## THE TASK
Reproduce, character for character, the stretch of the data below from the line containing "for: t-shirt sleeve" through the end of the data.

---*---

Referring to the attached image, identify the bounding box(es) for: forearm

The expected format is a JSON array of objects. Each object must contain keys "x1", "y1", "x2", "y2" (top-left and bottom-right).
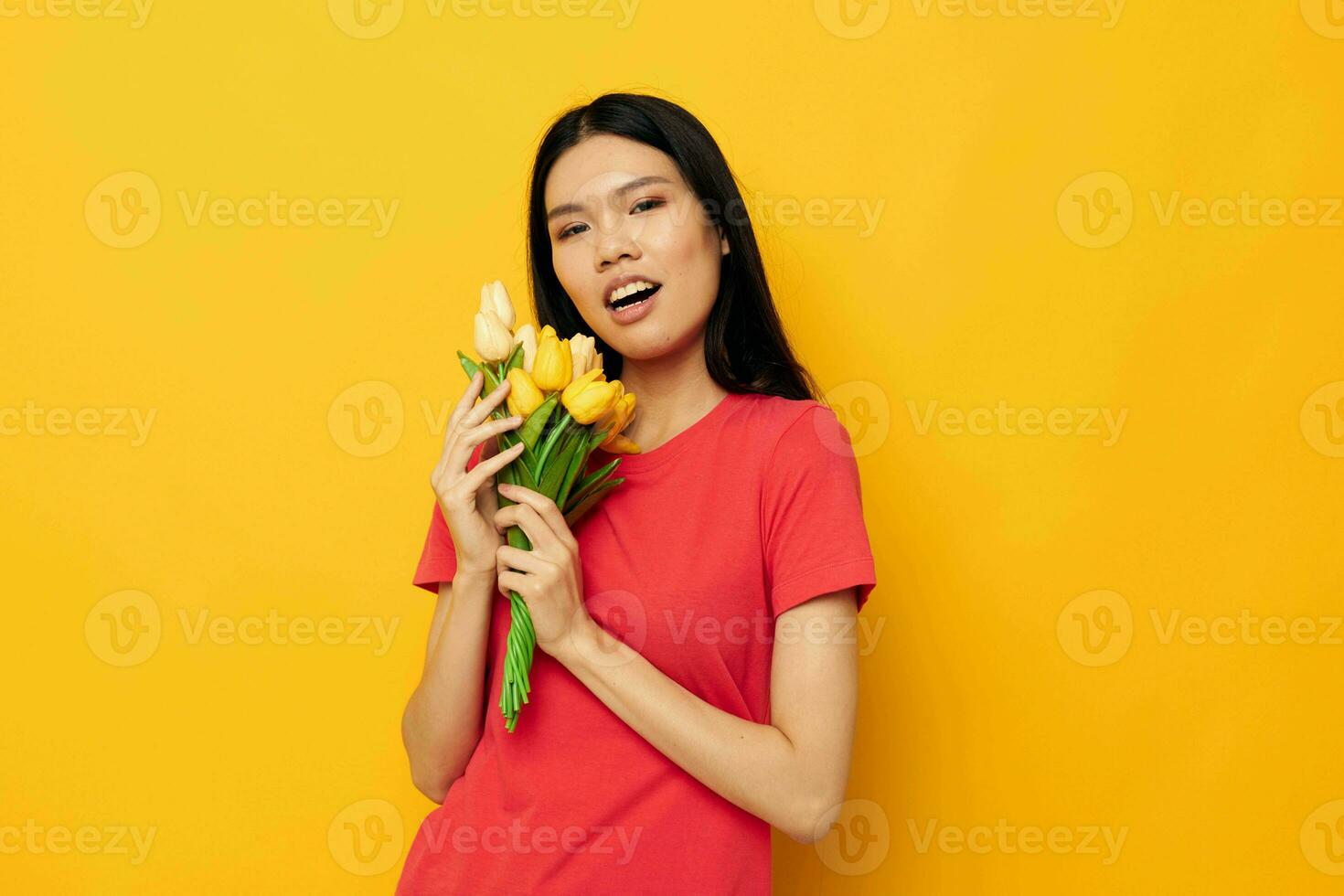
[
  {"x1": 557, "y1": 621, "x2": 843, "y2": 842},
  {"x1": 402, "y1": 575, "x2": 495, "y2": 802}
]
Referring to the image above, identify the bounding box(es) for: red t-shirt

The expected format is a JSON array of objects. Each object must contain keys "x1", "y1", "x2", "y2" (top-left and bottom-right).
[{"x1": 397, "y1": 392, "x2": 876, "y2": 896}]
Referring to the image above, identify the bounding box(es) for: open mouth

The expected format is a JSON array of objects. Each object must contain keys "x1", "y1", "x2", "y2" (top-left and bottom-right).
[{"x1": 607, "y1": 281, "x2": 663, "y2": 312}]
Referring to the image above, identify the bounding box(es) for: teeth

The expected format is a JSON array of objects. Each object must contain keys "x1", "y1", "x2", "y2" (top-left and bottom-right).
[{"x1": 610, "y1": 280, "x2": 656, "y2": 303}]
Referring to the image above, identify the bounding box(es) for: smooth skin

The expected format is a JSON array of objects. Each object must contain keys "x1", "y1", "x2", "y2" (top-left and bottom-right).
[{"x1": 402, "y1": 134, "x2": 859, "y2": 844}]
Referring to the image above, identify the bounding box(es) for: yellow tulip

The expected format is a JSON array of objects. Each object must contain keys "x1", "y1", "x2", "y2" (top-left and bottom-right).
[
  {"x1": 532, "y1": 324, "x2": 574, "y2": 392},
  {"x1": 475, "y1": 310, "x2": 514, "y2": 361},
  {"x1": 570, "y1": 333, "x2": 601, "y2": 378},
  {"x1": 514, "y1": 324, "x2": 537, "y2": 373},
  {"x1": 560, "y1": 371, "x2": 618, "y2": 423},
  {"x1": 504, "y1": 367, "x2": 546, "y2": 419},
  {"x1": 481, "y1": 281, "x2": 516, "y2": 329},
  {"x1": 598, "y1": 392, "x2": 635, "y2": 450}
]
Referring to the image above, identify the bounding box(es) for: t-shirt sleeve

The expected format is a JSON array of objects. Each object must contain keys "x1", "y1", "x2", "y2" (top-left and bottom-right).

---*---

## EXERCISE OUTPUT
Referring to the image above, identify the bounding box(es) for: t-shirt sleeve

The expected format is a JSON array of objects. Each object must contain keys "x1", "y1", "x2", "y2" (top-left and bottom-right).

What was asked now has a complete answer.